* _Excerpted data_:
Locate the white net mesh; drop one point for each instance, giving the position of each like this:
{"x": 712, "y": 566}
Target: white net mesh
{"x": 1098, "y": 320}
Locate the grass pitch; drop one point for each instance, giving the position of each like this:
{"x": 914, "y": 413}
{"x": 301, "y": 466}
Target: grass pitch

---

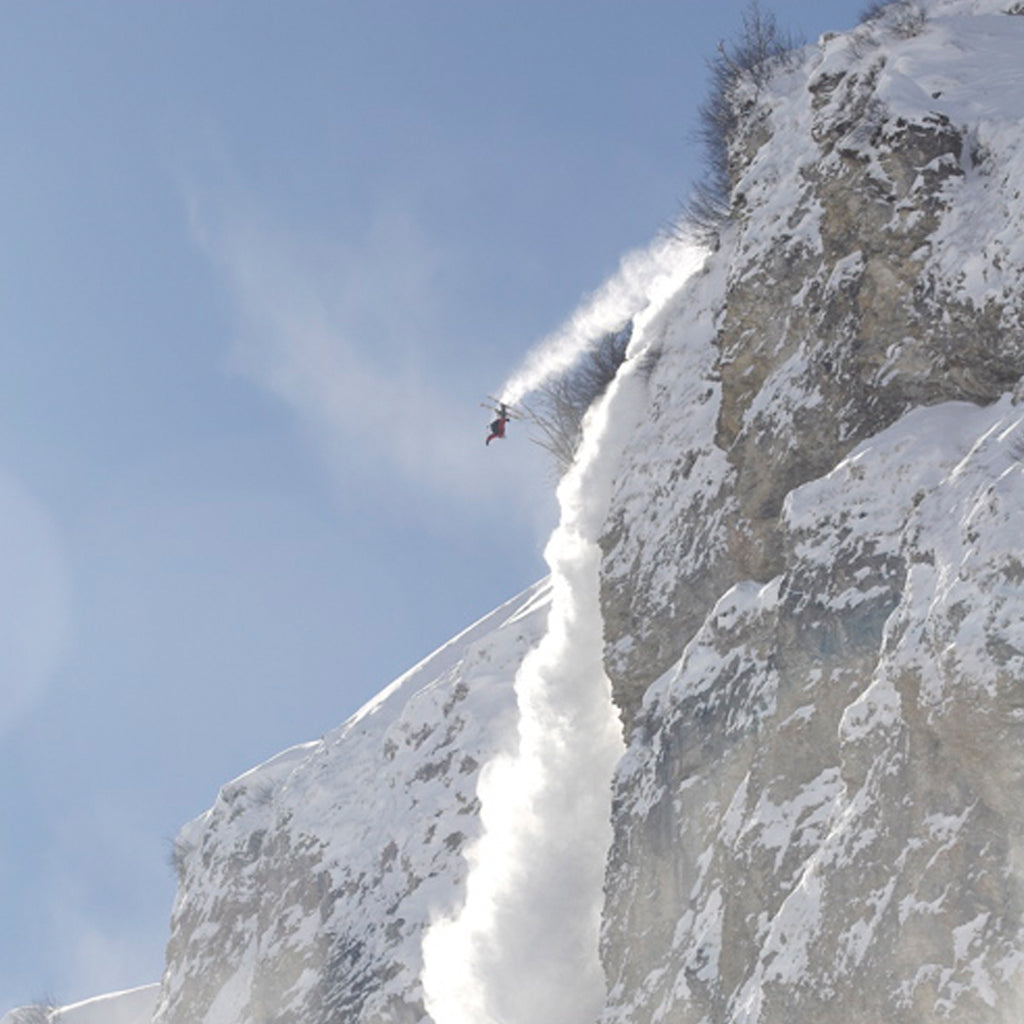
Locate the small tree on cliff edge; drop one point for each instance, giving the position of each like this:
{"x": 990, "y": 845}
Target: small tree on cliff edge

* _Directions_:
Which lines above include the string "edge"? Show them.

* _Written response_:
Locate the small tree on cliff edge; drop one point for each instance, giving the position of each like this:
Target: small tree on cliff edge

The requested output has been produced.